» Problem statement
A verbatim transcript of the data that follows, free of images, is the expected result.

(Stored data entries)
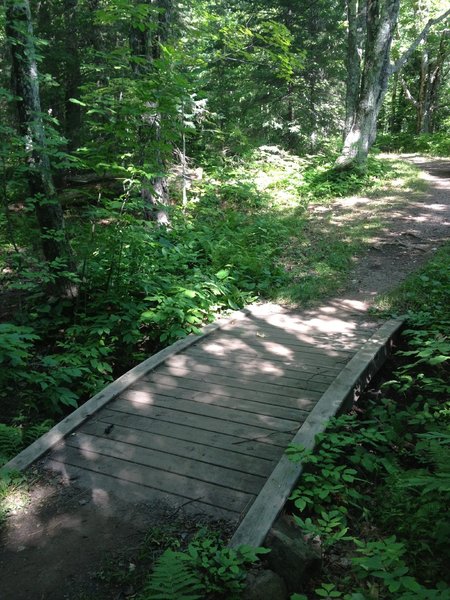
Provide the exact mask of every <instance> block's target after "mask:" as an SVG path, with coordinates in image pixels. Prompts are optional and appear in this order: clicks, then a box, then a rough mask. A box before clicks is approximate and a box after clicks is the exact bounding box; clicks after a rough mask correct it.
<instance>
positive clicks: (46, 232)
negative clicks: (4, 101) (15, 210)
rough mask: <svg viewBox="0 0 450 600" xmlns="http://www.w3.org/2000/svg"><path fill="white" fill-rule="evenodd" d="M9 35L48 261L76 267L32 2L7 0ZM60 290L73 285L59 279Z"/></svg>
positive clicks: (34, 188) (18, 102)
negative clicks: (59, 191)
mask: <svg viewBox="0 0 450 600" xmlns="http://www.w3.org/2000/svg"><path fill="white" fill-rule="evenodd" d="M5 8H6V34H7V38H8V43H9V47H10V52H11V83H12V89H13V93H14V94H15V97H16V104H17V113H18V125H19V130H20V132H21V135H22V136H23V143H24V149H25V152H26V156H27V162H28V169H27V177H28V184H29V189H30V193H31V196H32V198H33V200H34V207H35V212H36V217H37V221H38V224H39V228H40V232H41V242H42V249H43V253H44V257H45V259H46V260H47V261H48V262H49V263H50V265H51V266H52V267H59V268H61V267H64V268H66V269H67V268H71V269H73V268H74V264H73V258H72V253H71V249H70V246H69V243H68V240H67V238H66V234H65V228H64V217H63V211H62V208H61V205H60V204H59V202H58V198H57V196H56V191H55V186H54V183H53V178H52V173H51V169H50V159H49V154H48V150H47V141H46V136H45V129H44V123H43V118H42V113H41V103H40V96H39V82H38V68H37V61H36V52H35V46H34V38H33V27H32V21H31V12H30V6H29V2H28V0H5ZM57 286H58V288H59V291H63V292H66V293H69V292H71V291H72V286H71V284H70V283H69V282H68V281H67V279H66V278H65V277H57Z"/></svg>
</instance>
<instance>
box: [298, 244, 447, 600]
mask: <svg viewBox="0 0 450 600" xmlns="http://www.w3.org/2000/svg"><path fill="white" fill-rule="evenodd" d="M449 250H450V247H449V246H447V247H444V248H443V249H442V250H440V251H439V252H438V253H437V254H436V255H435V257H434V258H433V260H431V261H430V263H429V264H428V265H427V266H426V267H425V268H424V269H423V270H421V271H420V272H418V273H417V274H415V275H414V276H412V277H410V278H409V279H408V280H407V281H406V282H405V283H404V284H403V285H402V286H401V287H400V288H399V289H398V290H396V291H395V292H394V293H393V294H392V295H391V296H390V298H388V299H386V298H385V299H384V302H385V303H390V310H391V311H400V312H404V311H405V310H408V311H409V312H408V320H407V325H406V329H405V330H404V331H403V333H402V339H403V342H402V349H401V350H399V351H398V352H397V353H396V355H395V366H394V367H393V369H392V373H391V376H390V377H389V378H387V379H386V380H384V381H383V382H382V385H381V387H380V389H377V390H372V391H371V392H369V393H368V394H366V395H365V396H364V397H363V398H362V400H361V401H359V402H358V404H357V405H356V406H355V409H354V410H353V411H352V412H351V414H348V415H342V416H340V417H338V418H336V419H333V420H332V421H331V422H330V424H329V427H328V429H327V430H326V432H325V433H323V434H321V435H320V436H318V438H317V447H316V449H315V450H314V452H311V451H308V450H305V449H302V448H300V447H291V448H290V449H289V450H288V453H289V456H290V457H291V459H292V460H295V461H301V462H302V463H303V465H305V472H304V474H303V475H302V478H301V480H300V483H299V486H298V487H297V489H296V490H295V491H294V492H293V494H292V496H291V501H292V504H293V514H294V519H295V521H296V522H297V524H298V525H299V527H300V530H301V532H302V534H303V535H305V536H306V537H308V538H310V539H311V540H313V541H314V542H315V543H316V544H317V543H318V544H320V546H321V549H322V554H323V558H324V570H323V573H322V582H319V581H314V582H312V584H311V585H310V588H309V590H308V593H307V595H304V594H295V595H294V597H293V598H295V600H312V599H315V598H343V599H345V600H364V599H371V598H373V599H375V598H377V599H384V598H386V599H390V598H396V599H397V598H398V599H403V600H407V599H408V600H409V599H411V600H412V599H440V600H444V599H447V598H450V579H449V574H448V564H449V562H450V552H449V548H448V538H449V535H450V524H449V521H448V506H449V502H450V404H449V401H448V398H449V397H450V381H449V360H450V343H449V340H448V330H449V325H450V312H449V306H450V277H449V271H448V260H449Z"/></svg>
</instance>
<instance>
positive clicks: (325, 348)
mask: <svg viewBox="0 0 450 600" xmlns="http://www.w3.org/2000/svg"><path fill="white" fill-rule="evenodd" d="M376 329H377V327H370V328H368V329H360V328H357V325H356V326H355V329H354V330H349V331H339V332H335V333H333V332H329V333H324V332H320V331H318V330H314V328H313V327H311V326H308V325H307V324H305V322H304V321H300V322H299V323H295V321H293V320H292V318H289V319H288V320H287V321H286V322H285V323H284V324H281V325H273V324H271V323H270V322H268V321H266V320H265V319H254V318H252V317H248V318H246V319H243V320H241V321H239V323H229V324H228V325H226V326H225V327H224V328H223V330H224V331H227V332H229V331H234V330H236V331H240V330H243V331H248V332H253V333H256V332H259V333H262V334H265V335H266V336H267V337H269V338H270V339H272V338H273V339H284V338H289V337H292V338H293V339H294V338H296V339H297V340H299V341H300V342H302V343H305V344H311V345H314V346H315V347H317V348H324V349H327V348H337V349H344V350H349V351H353V350H355V349H356V348H358V347H359V346H361V345H362V344H364V343H365V342H366V341H367V340H368V339H369V338H370V336H371V335H372V334H373V332H374V331H376Z"/></svg>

» Your solution
Provide the exact mask of every <instance> block's target after "mask:" as an SVG path, with coordinates in image pixels. Prompts are optional and appear in this order: clicks, then a box, then a rough mask. A box before clicks is approximate and a box after clicks is the exact bounding box; clicks after a rough mask correct it.
<instance>
positive clicks: (46, 232)
negative clicks: (4, 101) (15, 210)
rough mask: <svg viewBox="0 0 450 600" xmlns="http://www.w3.org/2000/svg"><path fill="white" fill-rule="evenodd" d="M9 35L48 261L76 267L32 2L7 0ZM60 290L73 285L59 279Z"/></svg>
positive clicks: (34, 188) (18, 102)
negative clicks: (59, 191)
mask: <svg viewBox="0 0 450 600" xmlns="http://www.w3.org/2000/svg"><path fill="white" fill-rule="evenodd" d="M5 8H6V34H7V38H8V43H9V47H10V52H11V83H12V89H13V93H14V94H15V97H16V104H17V113H18V125H19V130H20V132H21V135H22V136H23V143H24V149H25V152H26V156H27V162H28V169H27V177H28V184H29V189H30V193H31V196H32V198H33V200H34V207H35V212H36V217H37V221H38V224H39V228H40V232H41V242H42V249H43V253H44V257H45V259H46V260H47V261H48V262H49V263H50V265H51V266H52V267H59V268H61V267H64V268H66V269H67V268H71V269H73V268H74V264H73V258H72V253H71V249H70V246H69V243H68V240H67V238H66V234H65V228H64V217H63V211H62V208H61V205H60V204H59V202H58V198H57V196H56V191H55V186H54V183H53V178H52V173H51V169H50V159H49V154H48V150H47V141H46V136H45V129H44V123H43V118H42V113H41V103H40V96H39V82H38V68H37V61H36V52H35V46H34V38H33V27H32V21H31V12H30V6H29V2H28V0H5ZM57 286H58V288H59V291H63V292H66V293H69V292H71V291H72V286H71V284H70V283H69V282H68V281H67V279H66V278H65V277H57Z"/></svg>
</instance>
<instance>
box: [298, 244, 447, 600]
mask: <svg viewBox="0 0 450 600" xmlns="http://www.w3.org/2000/svg"><path fill="white" fill-rule="evenodd" d="M449 250H450V247H449V246H447V247H444V248H443V249H442V250H440V251H439V252H438V253H437V254H436V255H435V257H434V258H433V260H431V261H430V263H429V264H428V265H427V266H426V267H425V268H424V269H423V270H421V271H420V272H418V273H417V274H415V275H414V276H412V277H410V278H409V279H408V280H407V281H406V282H405V283H404V284H403V285H402V286H401V287H400V288H399V289H398V290H396V291H395V292H394V293H393V294H392V295H391V296H390V298H388V299H386V298H385V299H384V302H385V303H390V310H391V311H400V312H404V311H405V310H408V311H409V312H408V320H407V325H406V329H405V330H404V331H403V333H402V339H403V342H402V349H401V350H399V351H398V352H397V353H396V355H395V366H394V367H393V369H392V373H391V376H390V377H389V378H387V379H386V380H384V381H383V382H382V385H381V387H380V389H377V390H372V391H371V392H369V393H368V394H366V395H365V396H364V397H363V398H362V400H361V401H359V402H358V404H357V405H356V406H355V409H354V410H353V411H352V412H351V414H348V415H342V416H340V417H338V418H336V419H333V420H332V421H331V422H330V424H329V427H328V429H327V430H326V432H325V433H323V434H321V435H320V436H318V438H317V447H316V449H315V450H314V452H311V451H308V450H305V449H302V448H300V447H291V448H290V449H289V450H288V453H289V456H290V457H291V459H292V460H295V461H301V462H302V463H303V465H305V472H304V474H303V475H302V478H301V480H300V483H299V486H298V487H297V489H296V490H295V491H294V492H293V494H292V496H291V501H292V504H293V514H294V519H295V521H296V522H297V524H298V525H299V527H300V530H301V532H302V534H303V535H305V536H306V537H308V538H310V539H311V540H313V541H314V542H315V543H316V544H317V543H318V544H320V546H321V549H322V554H323V558H324V570H323V573H322V582H319V581H314V582H312V584H311V585H310V588H309V590H308V593H307V595H304V594H295V595H294V597H293V598H295V600H312V599H315V598H343V599H345V600H364V599H371V598H373V599H375V598H377V599H384V598H386V599H390V598H396V599H397V598H398V599H403V600H407V599H408V600H409V599H411V600H412V599H440V600H444V599H447V598H450V579H449V574H448V564H449V562H450V552H449V548H448V538H449V535H450V524H449V521H448V506H449V502H450V404H449V401H448V398H449V397H450V381H449V360H450V343H449V340H448V330H449V325H450V312H449V306H450V277H449V271H448V260H449Z"/></svg>
</instance>
<instance>
positive clicks: (325, 348)
mask: <svg viewBox="0 0 450 600" xmlns="http://www.w3.org/2000/svg"><path fill="white" fill-rule="evenodd" d="M376 329H377V327H370V328H368V329H360V328H357V325H356V326H355V329H354V330H349V331H339V332H335V333H333V332H329V333H324V332H320V331H318V330H314V328H313V327H311V326H308V325H307V324H305V322H304V321H300V322H299V323H295V321H293V320H292V318H289V319H288V320H287V321H286V322H285V323H284V324H281V325H273V324H271V323H270V322H268V321H266V320H265V319H254V318H252V317H248V318H246V319H243V320H241V321H239V323H229V324H228V325H226V326H225V327H224V328H223V330H224V331H227V332H229V331H234V330H236V331H240V330H243V331H248V332H253V333H256V332H259V333H262V334H265V335H266V336H267V337H269V338H270V339H272V338H273V339H284V338H289V337H292V338H293V339H294V338H296V339H297V340H299V341H300V342H302V343H305V344H311V345H314V346H315V347H317V348H324V349H327V348H337V349H344V350H349V351H353V350H355V349H356V348H358V347H359V346H361V345H362V344H364V343H365V342H366V341H367V340H368V339H369V338H370V336H371V335H372V334H373V332H374V331H376Z"/></svg>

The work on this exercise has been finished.